======== Bereitgestellter Text
Auch die Bremse will etwas intensiver betätigt werden, um das Schwergewicht zum Stillstand zu bringen. Dem mittlerweile gut bekannten Fahrspaß mit Elektromotor-Drehmoment, in diesem Fall 375 Newtonmeter, tut das natürlich keinen Abbruch. Positiv überrascht außerdem der extrem handliche und kleine Wendekreis, den man einem SUV gar nicht zugetraut hätte.
Der EQA lässt den Fahrer selbst wählen zwischen Optionen wie „One Pedal Driving“, also der Überflüssigkeit des Bremspedals über dementsprechend starkes Abbremsen des Motors und der anschließenden Energierückgewinnung (Rekuperation), oder eben einem selbstbestimmteren dynamischeren Stil mit der Einstellung D+.
Auch die digitale Ausstattung lässt keine Wünsche offen. Das Smartphone ist schnell verbunden, das Navigationssystem rechnet automatische Ladestopps von mehr als 450.000 verzeichneten Ladepunkten in 31 Ländern mit ein und dank des Energizing-Plus-Pakets wird man von Mercedes bei längeren Fahrten auch freundlich daran erinnert, Pausen einzulegen.
Vitalisierende Musik, anregende Massage hinter dem Steuer und zur Stimmung passendes Licht sorgen aber auch während der Autofahrt für Abwechslung. Kleiner Tipp: Statt der seichten Gema-freien Rock-Pop-Musik von Mercedes kann auch ein bisschen AC/DC nicht schaden.
Bei 35 Grad geht es also von Köln nach Berlin. Klimaanlage an, Musik läuft, Navigation ist eingeschaltet, das Handy lädt, und die Batterie ist voll. Der Start läuft schon mal gut, auch mit 8,9 Sekunden zaubert der Tritt aufs Pedal automatisch ein Lächeln ins Gesicht.
Mit knapp 300 Kilometern Reichweite lotst mich der EQA allerdings nach rund 200 Kilometern schon bei Bielefeld an die nächste Schnellladesäule – gut, ich folge besser den Anweisungen, schließlich will ich möglichst effizient nach Berlin kommen.
Frontalansicht
Der Stromer ist allerdings noch auf einer Plattform für Verbrenner gebaut.
Besonders sparsam bin ich zwischenzeitlich nicht gefahren. Der Test soll schließlich realistisch bleiben. Auch wenn unbegrenzte Streckenabschnitte mit dem EQA maximal 163 Kilometer die Stunde bedeuten, denn dann ist bei dem Stromer Schluss.
Kein Wunder, schließlich zieht die Batterie bei dieser Geschwindigkeit auch deutlich über 40 Kilowatt die Stunde, und die Reichweite schmilzt nur so dahin. Mit 350 Kilowatt an der Ultraschnellladesäule und 30 Minuten lade ich in Bielefeld also wieder voll. Mercedes empfiehlt mir, die Klimaanlage auszumachen, um Strom zu sparen. Gut, dann mach ich eben das Fenster runter.
================
======== Aufgeführte Auflistung
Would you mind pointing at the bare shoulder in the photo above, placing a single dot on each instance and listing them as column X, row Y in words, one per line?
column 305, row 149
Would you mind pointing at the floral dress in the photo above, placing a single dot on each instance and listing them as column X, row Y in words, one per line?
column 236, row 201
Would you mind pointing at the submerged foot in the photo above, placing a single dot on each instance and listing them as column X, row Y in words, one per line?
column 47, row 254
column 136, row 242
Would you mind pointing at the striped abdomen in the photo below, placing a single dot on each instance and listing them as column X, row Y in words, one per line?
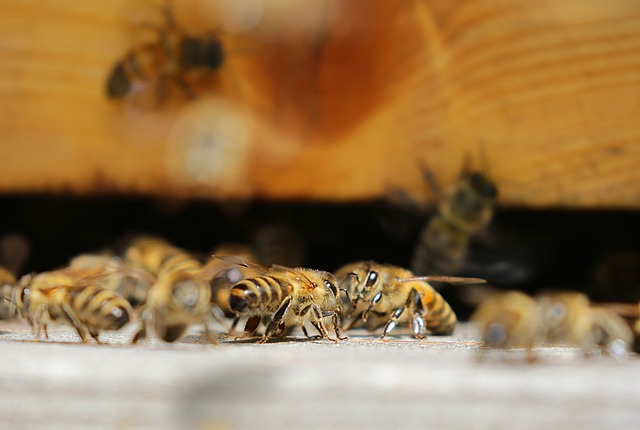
================
→ **Arbeitsanweisungen**
1. Geben Sie aus dem Testbericht zum EQA den Abschnitt wortgetreu wieder, der mit „Bei 35 Grad“ beginnt und mit „für Verbrenner gebaut.“ endet.
2. Erläutern Sie in einem bis drei Sätzen anhand des Testberichts zum EQA, weshalb auf der Fahrt von Köln nach Berlin schon bei Bielefeld an einer Schnellladesäule gehalten wird.

→ **Antworten der Reihe nach**
1.
Bei 35 Grad geht es also von Köln nach Berlin. Klimaanlage an, Musik läuft, Navigation ist eingeschaltet, das Handy lädt, und die Batterie ist voll. Der Start läuft schon mal gut, auch mit 8,9 Sekunden zaubert der Tritt aufs Pedal automatisch ein Lächeln ins Gesicht.
Mit knapp 300 Kilometern Reichweite lotst mich der EQA allerdings nach rund 200 Kilometern schon bei Bielefeld an die nächste Schnellladesäule – gut, ich folge besser den Anweisungen, schließlich will ich möglichst effizient nach Berlin kommen.
Frontalansicht
Der Stromer ist allerdings noch auf einer Plattform für Verbrenner gebaut.

2. Der EQA hat eine Reichweite von knapp 300 Kilometern und lotst nach rund 200 Kilometern bei Bielefeld an die nächste Schnellladesäule. Den Anweisungen wird gefolgt, weil man möglichst effizient nach Berlin kommen will.